Only the most black-hearted cynics among us would even contemplate the notion that Obama had his re-election prospects in, say, Florida in mind when he made his decision. Then again, some believed that Obama’s initial decision to consider expanded oil exploration was a political pander, too. So let’s assume sincerity all the way down the decision tree.
The real problem with the White House’s attitude toward oil, and energy generally, is how deeply ideological it is. Few presidents have talked a bigger game about pragmatism while pursuing a dogmatic agenda.
To be fair, the White House is hardly as radical as many of the Greens descending on Cancun this week for the next round of fruitless climate-change talks. For instance, Kevin Anderson, director of Britain’s Tyndall Centre for Climate Change Research, recently authored a paper in which he argues that Western nations should use World War II-style rationing to simply halt economic growth for the next 20 years in order to curb greenhouse gas production. There’s a winning political agenda!
Obama doesn’t advocate anything so stark, but that’s not necessarily a point in his favor. Radicals like Anderson are honest about the trade-offs between climate-change policies and economic growth. To listen to Obama, however, dismantling our fossil-fuel industries would be an unalloyed economic boon, generating countless green jobs that would replace those carbon-intensive jobs. It’s not just an argument for a free lunch, it’s an argument for a magic free lunch.
Obama admits he has no idea how to get to this Brigadoon-like green economy, and his energy secretary has conceded it will take quite a few Nobel Prize-worthy scientific breakthroughs to get close. Details, details.
The only detail missing is evidence. A friend of mine once ran a painting service in college whose unofficial motto was “We may be slow, but we’re expensive.” That’s the story of Europe’s pursuit of green jobs. They’re inefficient, producing meager amounts of energy at high costs.

──────────

• [QUESTIONS ON THE MATERIAL]:
1. Rewrite the commentary on Obama's energy policy from "The only detail" to "at high costs.", swapping "painting service" for "moving company".
2. According to the commentary on Obama's energy policy, what position does Kevin Anderson hold?

Collected data entries
──────────

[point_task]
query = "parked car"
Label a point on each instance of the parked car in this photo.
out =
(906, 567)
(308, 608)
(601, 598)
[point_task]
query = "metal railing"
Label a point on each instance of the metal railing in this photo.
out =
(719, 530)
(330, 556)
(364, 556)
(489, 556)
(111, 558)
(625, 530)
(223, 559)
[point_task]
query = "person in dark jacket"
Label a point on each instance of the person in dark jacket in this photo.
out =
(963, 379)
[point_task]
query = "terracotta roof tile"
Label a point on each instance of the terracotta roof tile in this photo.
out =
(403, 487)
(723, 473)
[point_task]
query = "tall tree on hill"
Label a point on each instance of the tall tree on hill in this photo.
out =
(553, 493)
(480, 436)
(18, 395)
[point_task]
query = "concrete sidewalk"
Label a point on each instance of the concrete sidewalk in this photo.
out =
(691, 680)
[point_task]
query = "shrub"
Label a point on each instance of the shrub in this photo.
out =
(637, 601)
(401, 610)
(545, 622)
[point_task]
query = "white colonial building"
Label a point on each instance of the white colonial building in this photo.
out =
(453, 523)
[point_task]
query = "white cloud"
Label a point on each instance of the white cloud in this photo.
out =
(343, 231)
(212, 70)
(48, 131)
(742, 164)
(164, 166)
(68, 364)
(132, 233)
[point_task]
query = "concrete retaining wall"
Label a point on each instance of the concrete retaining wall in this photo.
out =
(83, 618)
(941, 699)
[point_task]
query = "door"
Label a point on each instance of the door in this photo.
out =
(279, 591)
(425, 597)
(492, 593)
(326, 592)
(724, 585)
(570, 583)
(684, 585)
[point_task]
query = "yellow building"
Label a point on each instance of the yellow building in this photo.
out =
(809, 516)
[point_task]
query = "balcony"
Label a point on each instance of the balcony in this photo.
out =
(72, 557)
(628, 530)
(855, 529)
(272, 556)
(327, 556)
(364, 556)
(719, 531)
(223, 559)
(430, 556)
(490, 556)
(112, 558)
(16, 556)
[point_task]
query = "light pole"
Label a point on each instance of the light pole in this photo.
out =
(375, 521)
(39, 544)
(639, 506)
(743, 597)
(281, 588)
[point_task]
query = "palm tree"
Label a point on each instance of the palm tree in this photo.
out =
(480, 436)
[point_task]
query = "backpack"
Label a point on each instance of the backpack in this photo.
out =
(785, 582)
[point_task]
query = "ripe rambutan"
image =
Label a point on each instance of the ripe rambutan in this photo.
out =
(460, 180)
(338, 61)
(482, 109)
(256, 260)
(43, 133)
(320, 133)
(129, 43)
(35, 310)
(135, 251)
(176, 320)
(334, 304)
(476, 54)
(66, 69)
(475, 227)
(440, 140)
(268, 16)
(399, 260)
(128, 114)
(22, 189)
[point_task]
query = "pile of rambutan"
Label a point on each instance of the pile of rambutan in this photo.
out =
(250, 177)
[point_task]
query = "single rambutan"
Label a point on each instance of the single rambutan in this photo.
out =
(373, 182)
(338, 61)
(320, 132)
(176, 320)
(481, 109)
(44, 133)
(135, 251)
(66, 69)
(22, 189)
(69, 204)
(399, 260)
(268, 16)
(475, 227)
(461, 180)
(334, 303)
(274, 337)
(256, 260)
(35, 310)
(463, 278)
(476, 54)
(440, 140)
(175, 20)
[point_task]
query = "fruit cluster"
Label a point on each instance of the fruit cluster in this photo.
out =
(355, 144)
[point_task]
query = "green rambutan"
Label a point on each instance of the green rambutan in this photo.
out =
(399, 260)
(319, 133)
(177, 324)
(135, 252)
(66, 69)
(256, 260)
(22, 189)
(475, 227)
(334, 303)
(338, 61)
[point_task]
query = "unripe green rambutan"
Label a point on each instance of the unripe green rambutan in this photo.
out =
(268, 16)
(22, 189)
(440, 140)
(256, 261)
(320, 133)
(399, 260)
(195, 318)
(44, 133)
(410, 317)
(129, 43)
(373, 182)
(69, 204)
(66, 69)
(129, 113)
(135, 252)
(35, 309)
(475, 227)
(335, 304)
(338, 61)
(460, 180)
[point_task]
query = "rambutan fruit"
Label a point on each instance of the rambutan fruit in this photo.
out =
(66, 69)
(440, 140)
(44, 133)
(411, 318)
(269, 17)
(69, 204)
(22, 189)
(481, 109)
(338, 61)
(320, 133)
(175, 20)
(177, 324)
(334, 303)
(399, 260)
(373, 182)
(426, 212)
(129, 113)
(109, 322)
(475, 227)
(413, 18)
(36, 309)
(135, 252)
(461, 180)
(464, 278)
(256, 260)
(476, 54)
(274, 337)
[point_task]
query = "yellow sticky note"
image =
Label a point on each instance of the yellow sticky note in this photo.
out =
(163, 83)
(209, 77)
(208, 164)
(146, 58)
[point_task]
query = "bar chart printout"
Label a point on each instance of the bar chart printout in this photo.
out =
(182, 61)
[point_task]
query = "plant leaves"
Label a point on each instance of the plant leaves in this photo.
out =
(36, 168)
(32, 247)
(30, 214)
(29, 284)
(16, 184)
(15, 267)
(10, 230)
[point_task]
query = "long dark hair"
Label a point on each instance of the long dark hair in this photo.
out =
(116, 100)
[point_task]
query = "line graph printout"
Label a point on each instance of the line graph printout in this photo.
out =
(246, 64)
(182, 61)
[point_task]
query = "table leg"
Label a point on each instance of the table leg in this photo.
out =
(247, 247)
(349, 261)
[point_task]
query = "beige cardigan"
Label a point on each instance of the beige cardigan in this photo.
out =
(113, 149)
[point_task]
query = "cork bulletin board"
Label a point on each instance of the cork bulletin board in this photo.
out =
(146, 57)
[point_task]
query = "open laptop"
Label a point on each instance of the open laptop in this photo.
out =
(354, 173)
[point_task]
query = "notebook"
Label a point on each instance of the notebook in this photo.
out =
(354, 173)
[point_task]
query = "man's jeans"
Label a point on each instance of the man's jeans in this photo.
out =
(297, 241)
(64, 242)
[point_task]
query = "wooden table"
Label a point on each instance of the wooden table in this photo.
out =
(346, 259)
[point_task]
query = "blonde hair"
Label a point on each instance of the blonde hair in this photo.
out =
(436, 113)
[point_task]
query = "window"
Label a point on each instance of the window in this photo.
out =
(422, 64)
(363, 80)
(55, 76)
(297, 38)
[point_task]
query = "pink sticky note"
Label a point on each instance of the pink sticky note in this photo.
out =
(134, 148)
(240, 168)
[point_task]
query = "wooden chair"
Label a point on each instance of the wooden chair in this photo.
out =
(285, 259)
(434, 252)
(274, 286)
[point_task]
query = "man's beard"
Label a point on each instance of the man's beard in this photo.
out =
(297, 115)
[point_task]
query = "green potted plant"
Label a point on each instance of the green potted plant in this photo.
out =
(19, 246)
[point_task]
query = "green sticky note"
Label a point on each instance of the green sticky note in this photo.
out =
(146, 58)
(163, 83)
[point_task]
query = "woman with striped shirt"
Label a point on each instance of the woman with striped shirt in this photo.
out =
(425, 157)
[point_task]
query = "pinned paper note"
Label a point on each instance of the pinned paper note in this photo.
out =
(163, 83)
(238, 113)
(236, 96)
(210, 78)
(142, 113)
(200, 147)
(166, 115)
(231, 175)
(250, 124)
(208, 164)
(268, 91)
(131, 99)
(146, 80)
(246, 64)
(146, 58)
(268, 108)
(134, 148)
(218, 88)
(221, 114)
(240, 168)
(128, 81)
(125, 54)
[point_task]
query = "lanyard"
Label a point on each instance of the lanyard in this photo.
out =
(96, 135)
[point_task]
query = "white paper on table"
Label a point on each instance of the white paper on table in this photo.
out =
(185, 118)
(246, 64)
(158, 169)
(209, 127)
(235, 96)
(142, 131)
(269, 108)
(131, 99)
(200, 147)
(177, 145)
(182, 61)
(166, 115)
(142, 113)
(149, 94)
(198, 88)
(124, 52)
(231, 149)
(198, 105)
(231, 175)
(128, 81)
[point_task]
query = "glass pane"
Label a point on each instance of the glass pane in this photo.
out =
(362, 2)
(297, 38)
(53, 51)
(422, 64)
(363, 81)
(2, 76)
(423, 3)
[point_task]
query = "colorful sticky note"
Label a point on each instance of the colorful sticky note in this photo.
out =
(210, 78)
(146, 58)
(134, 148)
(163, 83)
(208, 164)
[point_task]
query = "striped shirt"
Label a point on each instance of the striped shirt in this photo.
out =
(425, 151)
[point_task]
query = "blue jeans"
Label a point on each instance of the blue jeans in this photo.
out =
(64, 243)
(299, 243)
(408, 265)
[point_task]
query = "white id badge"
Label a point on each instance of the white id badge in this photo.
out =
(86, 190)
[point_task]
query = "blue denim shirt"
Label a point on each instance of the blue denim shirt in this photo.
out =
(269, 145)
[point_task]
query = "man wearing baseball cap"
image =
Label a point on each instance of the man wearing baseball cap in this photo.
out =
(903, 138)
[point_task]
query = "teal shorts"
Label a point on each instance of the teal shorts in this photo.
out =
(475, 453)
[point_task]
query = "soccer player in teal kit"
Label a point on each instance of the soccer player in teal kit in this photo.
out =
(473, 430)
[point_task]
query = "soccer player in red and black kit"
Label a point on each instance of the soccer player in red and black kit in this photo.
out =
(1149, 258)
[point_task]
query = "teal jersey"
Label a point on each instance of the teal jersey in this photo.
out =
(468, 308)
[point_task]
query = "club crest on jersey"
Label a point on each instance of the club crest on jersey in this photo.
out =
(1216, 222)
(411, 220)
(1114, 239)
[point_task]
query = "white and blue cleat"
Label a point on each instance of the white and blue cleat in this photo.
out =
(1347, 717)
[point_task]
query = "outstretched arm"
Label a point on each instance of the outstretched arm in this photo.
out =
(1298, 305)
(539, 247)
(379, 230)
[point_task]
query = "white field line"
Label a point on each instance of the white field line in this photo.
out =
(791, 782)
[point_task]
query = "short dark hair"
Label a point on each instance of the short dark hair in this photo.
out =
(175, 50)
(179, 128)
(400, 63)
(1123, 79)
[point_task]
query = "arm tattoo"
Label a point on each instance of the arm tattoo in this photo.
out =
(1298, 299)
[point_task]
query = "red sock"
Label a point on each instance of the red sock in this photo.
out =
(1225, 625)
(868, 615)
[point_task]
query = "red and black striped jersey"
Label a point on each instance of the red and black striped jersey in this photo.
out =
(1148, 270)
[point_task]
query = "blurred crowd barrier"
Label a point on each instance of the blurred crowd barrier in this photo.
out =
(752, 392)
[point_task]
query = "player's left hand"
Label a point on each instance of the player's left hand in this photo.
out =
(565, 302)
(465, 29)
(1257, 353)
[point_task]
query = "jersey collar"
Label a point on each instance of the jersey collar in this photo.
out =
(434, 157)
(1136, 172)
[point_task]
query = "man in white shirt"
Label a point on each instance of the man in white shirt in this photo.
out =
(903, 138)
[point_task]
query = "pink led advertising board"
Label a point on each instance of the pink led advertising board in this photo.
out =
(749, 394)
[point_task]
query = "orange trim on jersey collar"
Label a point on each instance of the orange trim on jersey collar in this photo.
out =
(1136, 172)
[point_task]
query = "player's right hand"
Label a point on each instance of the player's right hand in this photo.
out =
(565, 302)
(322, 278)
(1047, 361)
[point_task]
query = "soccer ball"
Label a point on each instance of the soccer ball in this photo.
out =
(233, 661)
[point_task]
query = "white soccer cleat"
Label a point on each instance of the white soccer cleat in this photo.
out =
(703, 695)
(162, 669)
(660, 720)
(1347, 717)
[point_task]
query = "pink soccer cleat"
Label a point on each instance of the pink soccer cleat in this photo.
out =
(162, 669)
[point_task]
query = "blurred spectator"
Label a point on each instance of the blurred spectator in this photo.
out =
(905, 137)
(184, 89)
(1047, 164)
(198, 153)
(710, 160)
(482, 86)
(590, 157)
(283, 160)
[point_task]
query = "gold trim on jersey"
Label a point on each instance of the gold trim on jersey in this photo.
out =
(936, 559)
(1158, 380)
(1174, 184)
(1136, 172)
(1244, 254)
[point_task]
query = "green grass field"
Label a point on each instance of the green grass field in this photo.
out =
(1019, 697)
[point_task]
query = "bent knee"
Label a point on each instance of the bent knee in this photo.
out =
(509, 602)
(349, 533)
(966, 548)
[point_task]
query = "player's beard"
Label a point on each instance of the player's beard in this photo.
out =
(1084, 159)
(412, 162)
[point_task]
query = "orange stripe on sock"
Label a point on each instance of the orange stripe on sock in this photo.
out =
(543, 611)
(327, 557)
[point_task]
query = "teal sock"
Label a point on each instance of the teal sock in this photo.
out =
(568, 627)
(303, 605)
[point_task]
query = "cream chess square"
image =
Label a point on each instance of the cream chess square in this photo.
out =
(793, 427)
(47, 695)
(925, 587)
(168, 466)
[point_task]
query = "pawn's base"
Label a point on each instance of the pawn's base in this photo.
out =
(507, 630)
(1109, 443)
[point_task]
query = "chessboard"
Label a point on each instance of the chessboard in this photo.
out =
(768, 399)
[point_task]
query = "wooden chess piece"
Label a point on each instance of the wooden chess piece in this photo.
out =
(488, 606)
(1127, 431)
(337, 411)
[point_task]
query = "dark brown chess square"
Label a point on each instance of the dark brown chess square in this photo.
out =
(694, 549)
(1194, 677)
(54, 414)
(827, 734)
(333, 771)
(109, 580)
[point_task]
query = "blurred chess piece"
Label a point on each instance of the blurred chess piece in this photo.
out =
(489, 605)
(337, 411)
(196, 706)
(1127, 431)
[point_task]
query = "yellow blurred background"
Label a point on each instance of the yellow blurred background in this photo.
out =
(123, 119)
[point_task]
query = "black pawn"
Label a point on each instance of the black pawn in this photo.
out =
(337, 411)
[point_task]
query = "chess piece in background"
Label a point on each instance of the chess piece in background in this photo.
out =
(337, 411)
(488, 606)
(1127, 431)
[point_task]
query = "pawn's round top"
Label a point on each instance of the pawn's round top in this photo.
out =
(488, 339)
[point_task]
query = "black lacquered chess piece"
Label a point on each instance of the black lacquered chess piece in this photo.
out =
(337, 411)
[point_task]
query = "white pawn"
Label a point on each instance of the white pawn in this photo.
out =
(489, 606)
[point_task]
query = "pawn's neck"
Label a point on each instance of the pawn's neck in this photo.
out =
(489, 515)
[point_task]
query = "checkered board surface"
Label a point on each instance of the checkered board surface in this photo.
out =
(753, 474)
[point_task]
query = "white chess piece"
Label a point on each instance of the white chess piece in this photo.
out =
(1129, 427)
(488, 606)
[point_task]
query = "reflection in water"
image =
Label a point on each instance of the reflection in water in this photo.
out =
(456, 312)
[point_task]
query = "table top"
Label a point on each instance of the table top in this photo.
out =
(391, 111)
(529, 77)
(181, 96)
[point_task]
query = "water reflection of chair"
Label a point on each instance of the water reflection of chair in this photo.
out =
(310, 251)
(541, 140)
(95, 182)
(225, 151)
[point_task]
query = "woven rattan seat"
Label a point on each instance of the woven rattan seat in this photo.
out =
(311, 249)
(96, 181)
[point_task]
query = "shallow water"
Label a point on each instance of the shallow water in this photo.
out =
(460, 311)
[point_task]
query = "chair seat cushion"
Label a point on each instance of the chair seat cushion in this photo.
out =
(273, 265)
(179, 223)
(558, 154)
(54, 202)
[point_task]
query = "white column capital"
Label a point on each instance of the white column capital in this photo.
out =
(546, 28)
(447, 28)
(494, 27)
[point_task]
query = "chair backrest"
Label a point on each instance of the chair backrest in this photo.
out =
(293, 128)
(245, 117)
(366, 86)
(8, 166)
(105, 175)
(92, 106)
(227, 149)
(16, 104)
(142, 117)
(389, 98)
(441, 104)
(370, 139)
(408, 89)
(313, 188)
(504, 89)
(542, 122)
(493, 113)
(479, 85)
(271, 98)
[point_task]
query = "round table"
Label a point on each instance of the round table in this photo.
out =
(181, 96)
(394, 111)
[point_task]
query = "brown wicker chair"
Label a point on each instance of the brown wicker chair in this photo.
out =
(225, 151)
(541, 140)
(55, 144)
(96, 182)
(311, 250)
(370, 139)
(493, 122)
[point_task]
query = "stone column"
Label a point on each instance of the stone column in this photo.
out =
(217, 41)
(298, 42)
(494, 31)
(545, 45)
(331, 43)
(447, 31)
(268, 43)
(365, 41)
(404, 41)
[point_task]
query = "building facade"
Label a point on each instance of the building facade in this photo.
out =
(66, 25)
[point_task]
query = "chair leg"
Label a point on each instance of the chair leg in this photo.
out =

──────────

• [LIST OF ANSWERS]:
1.
The only detail missing is evidence. A friend of mine once ran a moving company in college whose unofficial motto was “We may be slow, but we’re expensive.” That’s the story of Europe’s pursuit of green jobs. They’re inefficient, producing meager amounts of energy at high costs.

2. He is director of Britain's Tyndall Centre for Climate Change Research.